GIVEN PROBLEM 1 =>
In the entries, starting with the line with "the river, one" and going on through the line with "Target: river", switch "river" to "stream" and write those lines out again with nothing else changed.

PASSAGE TO READ =>
Main article

Yuxuan Zhao
School of Economics and Management, Xi'an University of Technology, Xi'an 710054, Shaanxi, China
Wenqing Sun
School of Economics and Management, Xi'an University of Technology, Xi'an 710054, Shaanxi, China
Jianliang Guo
School of Management, Northwestern Polytechnical University, Xi'an 710072, Shaanxi, China
Yingzhe Fan
School of International Business, Shaanxi Normal University, Xi'an 710119, Shaanxi, China
Lina Meng*
School of Economics and Management, Xi'an University of Technology, Xi'an 710054, Shaanxi, China
linameng@xaut.edu.cn

Abstract

The transition from quantity-oriented to quality-oriented innovation is central to China's dual-circulation strategy, yet the determinants of green innovation efficiency (GIE) — the capacity of firms to convert R&D inputs into environmentally oriented innovative outputs — remain under-characterised at scale. This study assembles a panel of 43,812 firm-year observations from 4,287 listed firms across 20 two-digit CSRC sectors covering 2006–2023 and applies an ensemble of eleven machine learning algorithms — regularised linear models (Ridge, Lasso, ElasticNet), tree-based ensembles (Random Forest, Gradient Boosting, XGBoost, LightGBM, CatBoost), kernel Support Vector Regression, and a four-layer deep neural network — together with a traditional linear regression baseline. We construct three complementary GIE measures that contrast total green patents, quality-weighted green patents (giving higher weights to invention patents), and the Y02 IPC-filtered climate-relevant subset. A rigorous validation protocol — 70/30 stratified train–test split, repeated 10-fold cross-validation, RobustScaler preprocessing, conservative hyper-parameter grids, and SHAP-based interpretation — is applied uniformly across algorithms. Gradient Boosting attains the strongest out-of-sample performance (R² = 0.981, RMSE = 0.009, training-to-CV gap below 0.002), with LightGBM and CatBoost within one standard deviation. R&D intensity dominates the feature hierarchy (mean |SHAP| = 0.342), followed by green-patent stock and firm age; cross-sector differences are economically modest yet statistically significant after Bonferroni correction in six of 45 pairs, concentrated in information services, utilities and transportation. A structural break in 2015 aligned with the Made in China 2025 programme, a further acceleration after the 2021 dual-carbon pledge, and a pronounced east-coast advantage are documented. The findings support firm-level, capability-centred innovation policy, with narrowly targeted sectoral instruments reserved for traditionally low-efficiency regional sub-populations.

GIVEN PROBLEM 2 =>
Turn the paragraph of the green innovation abstract that begins "The transition from quantity-oriented" into a shorter bulleted list that keeps its main facts.

[Point annotation data]
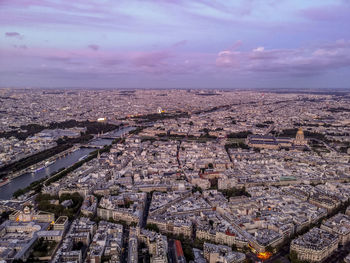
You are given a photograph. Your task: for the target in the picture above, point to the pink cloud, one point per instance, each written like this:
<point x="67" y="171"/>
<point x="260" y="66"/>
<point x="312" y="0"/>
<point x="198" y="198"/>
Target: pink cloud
<point x="14" y="34"/>
<point x="94" y="47"/>
<point x="327" y="13"/>
<point x="290" y="61"/>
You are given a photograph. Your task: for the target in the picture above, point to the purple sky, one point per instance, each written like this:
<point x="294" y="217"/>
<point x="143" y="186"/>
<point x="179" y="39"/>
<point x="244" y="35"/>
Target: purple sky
<point x="175" y="43"/>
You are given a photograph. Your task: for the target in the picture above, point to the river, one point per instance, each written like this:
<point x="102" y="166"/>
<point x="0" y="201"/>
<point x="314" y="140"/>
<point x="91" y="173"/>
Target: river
<point x="26" y="179"/>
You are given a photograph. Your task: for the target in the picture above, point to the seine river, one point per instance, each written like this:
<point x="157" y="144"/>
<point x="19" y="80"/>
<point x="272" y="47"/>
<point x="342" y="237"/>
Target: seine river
<point x="26" y="179"/>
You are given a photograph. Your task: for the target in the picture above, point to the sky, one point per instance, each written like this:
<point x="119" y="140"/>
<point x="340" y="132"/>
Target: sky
<point x="175" y="43"/>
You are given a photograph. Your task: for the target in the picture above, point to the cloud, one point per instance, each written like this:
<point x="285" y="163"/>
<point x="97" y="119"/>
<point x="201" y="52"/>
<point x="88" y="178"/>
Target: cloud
<point x="94" y="47"/>
<point x="298" y="61"/>
<point x="20" y="46"/>
<point x="180" y="43"/>
<point x="14" y="35"/>
<point x="327" y="13"/>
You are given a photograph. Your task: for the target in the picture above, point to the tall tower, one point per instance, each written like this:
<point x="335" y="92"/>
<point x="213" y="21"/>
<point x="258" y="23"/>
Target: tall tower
<point x="299" y="138"/>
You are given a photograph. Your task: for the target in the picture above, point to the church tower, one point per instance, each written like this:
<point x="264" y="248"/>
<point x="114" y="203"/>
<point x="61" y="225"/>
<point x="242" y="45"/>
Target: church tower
<point x="299" y="138"/>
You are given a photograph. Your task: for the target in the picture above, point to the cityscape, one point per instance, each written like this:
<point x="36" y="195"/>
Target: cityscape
<point x="174" y="131"/>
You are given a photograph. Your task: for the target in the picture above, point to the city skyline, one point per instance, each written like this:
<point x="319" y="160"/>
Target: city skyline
<point x="175" y="44"/>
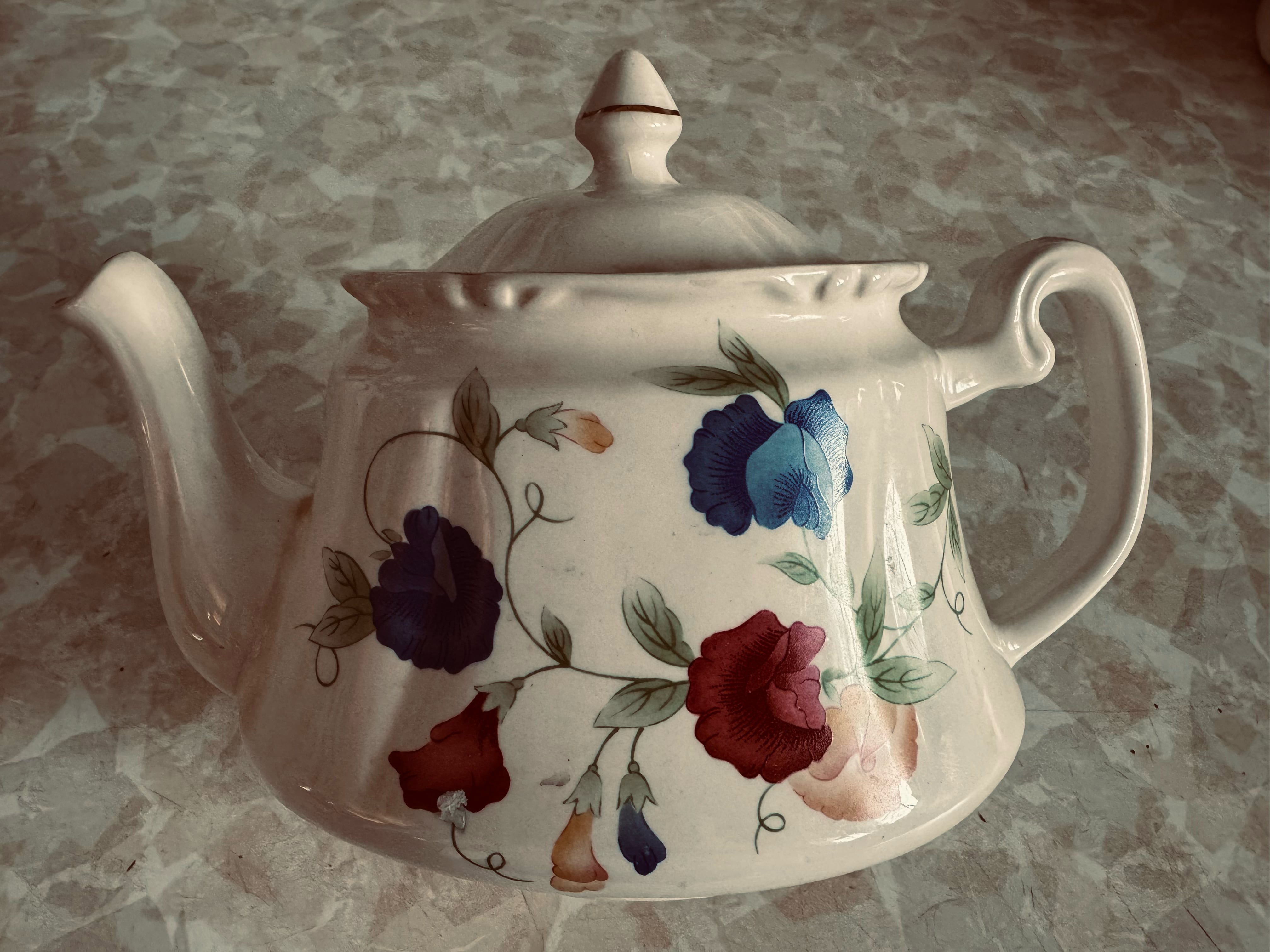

CORRECT ANSWER 1 =>
You are given a photograph. Your task: for the target in the picture above, point to the stream, one point per instance, each written like this:
<point x="102" y="166"/>
<point x="0" y="201"/>
<point x="314" y="140"/>
<point x="91" y="173"/>
Target: stream

CORRECT ANSWER 2 =>
- Green innovation efficiency (GIE) is a firm's capacity to turn R&D inputs into environmentally oriented innovative outputs. Its determinants remain under-characterised at scale, even though the shift from quantity-oriented to quality-oriented innovation is central to China's dual-circulation strategy.
- Data: 43,812 firm-year observations from 4,287 listed firms in 20 two-digit CSRC sectors, 2006–2023.
- Methods: eleven machine learning algorithms plus a linear regression baseline. The algorithms are regularised linear models, tree-based ensembles, kernel Support Vector Regression and a four-layer deep neural network.
- Three GIE measures: total green patents, quality-weighted green patents, and the Y02 IPC-filtered climate-relevant subset.
- Validation: 70/30 stratified train–test split, repeated 10-fold cross-validation, RobustScaler preprocessing, conservative hyper-parameter grids and SHAP-based interpretation.
- Best model: Gradient Boosting (R² = 0.981, RMSE = 0.009, training-to-CV gap below 0.002). LightGBM and CatBoost came within one standard deviation.
- Leading factor: R&D intensity (mean |SHAP| = 0.342), followed by green-patent stock and firm age.
- Sector differences are modest but significant after Bonferroni correction in six of 45 pairs. They are concentrated in information services, utilities and transportation.
- Time and region: a structural break in 2015 aligned with Made in China 2025, further acceleration after the 2021 dual-carbon pledge, and a pronounced east-coast advantage.
- Policy: the findings support firm-level, capability-centred innovation policy, with narrowly targeted sectoral instruments reserved for traditionally low-efficiency regional sub-populations.